◆ GOAL OF THE EXERCISE ◆
Copy out the records below, swapping every "vision.svc/Detect" for "vision.svc/Locate" and leaving everything else as it is.
══════
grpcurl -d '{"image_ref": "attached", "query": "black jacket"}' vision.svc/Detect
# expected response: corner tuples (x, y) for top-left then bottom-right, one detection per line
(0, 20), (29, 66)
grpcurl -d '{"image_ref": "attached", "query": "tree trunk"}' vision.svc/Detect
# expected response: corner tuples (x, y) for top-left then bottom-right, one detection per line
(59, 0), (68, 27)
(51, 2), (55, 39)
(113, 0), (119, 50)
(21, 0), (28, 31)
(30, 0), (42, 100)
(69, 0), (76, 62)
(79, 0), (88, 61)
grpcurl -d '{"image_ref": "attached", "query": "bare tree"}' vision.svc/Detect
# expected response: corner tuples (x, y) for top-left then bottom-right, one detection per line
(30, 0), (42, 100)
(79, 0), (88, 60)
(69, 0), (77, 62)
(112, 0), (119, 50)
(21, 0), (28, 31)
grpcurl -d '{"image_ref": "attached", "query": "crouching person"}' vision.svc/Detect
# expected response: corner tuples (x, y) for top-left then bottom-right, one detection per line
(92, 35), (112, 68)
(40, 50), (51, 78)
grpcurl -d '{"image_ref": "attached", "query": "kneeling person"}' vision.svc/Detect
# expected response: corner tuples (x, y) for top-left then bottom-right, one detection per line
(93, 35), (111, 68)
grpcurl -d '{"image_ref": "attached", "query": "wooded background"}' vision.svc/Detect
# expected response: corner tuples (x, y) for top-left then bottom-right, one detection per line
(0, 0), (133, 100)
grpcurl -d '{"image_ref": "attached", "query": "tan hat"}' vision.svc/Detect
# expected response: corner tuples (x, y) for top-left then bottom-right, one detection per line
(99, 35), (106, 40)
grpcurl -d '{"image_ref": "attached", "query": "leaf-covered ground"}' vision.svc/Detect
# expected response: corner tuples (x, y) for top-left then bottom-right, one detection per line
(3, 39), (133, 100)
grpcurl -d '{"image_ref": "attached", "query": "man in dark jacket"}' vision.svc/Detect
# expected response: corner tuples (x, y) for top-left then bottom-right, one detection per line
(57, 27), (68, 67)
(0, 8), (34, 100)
══════
◆ FINISHED EXERCISE ◆
grpcurl -d '{"image_ref": "attached", "query": "black jacket"}' vision.svc/Locate
# expected response: corner tuples (x, y) for top-left then bottom-right, one detection per line
(0, 20), (29, 66)
grpcurl -d '{"image_ref": "attached", "query": "tree trunk"}' vision.svc/Locate
# expected response: corner tuples (x, y) for top-left then bottom-right, one detection per line
(59, 0), (68, 27)
(51, 2), (55, 39)
(113, 0), (119, 50)
(21, 0), (28, 31)
(30, 0), (42, 100)
(69, 0), (76, 62)
(79, 0), (88, 61)
grpcurl -d '{"image_ref": "attached", "query": "bare tree"}' vision.svc/Locate
# expected response: corner tuples (x, y) for top-left then bottom-right, one detection per line
(30, 0), (42, 100)
(79, 0), (88, 60)
(69, 0), (77, 62)
(112, 0), (119, 50)
(21, 0), (28, 31)
grpcurl -d '{"image_ref": "attached", "query": "crouching person"}' vision.svc/Locate
# expected response: corner tuples (x, y) for top-left then bottom-right, one detection per line
(92, 35), (112, 68)
(40, 50), (51, 78)
grpcurl -d '{"image_ref": "attached", "query": "kneeling person"}' vision.svc/Locate
# expected response: corner tuples (x, y) for top-left then bottom-right, one detection per line
(93, 35), (111, 68)
grpcurl -d '{"image_ref": "attached", "query": "wooded background"}' vision.svc/Locate
# expected response: corner tuples (x, y) for top-left then bottom-right, one detection per line
(0, 0), (133, 100)
grpcurl -d '{"image_ref": "attached", "query": "tan hat"}' vision.svc/Locate
# expected response: corner tuples (x, y) for top-left then bottom-right, one detection per line
(99, 35), (106, 40)
grpcurl -d '{"image_ref": "attached", "query": "leaf-covered ground"}' vision.svc/Locate
# expected response: corner tuples (x, y) for top-left then bottom-right, one detection per line
(3, 39), (133, 100)
grpcurl -d '{"image_ref": "attached", "query": "man in dark jacket"}' vision.svc/Locate
# expected response: corner tuples (x, y) for top-left then bottom-right, one detection per line
(57, 27), (68, 67)
(0, 8), (34, 100)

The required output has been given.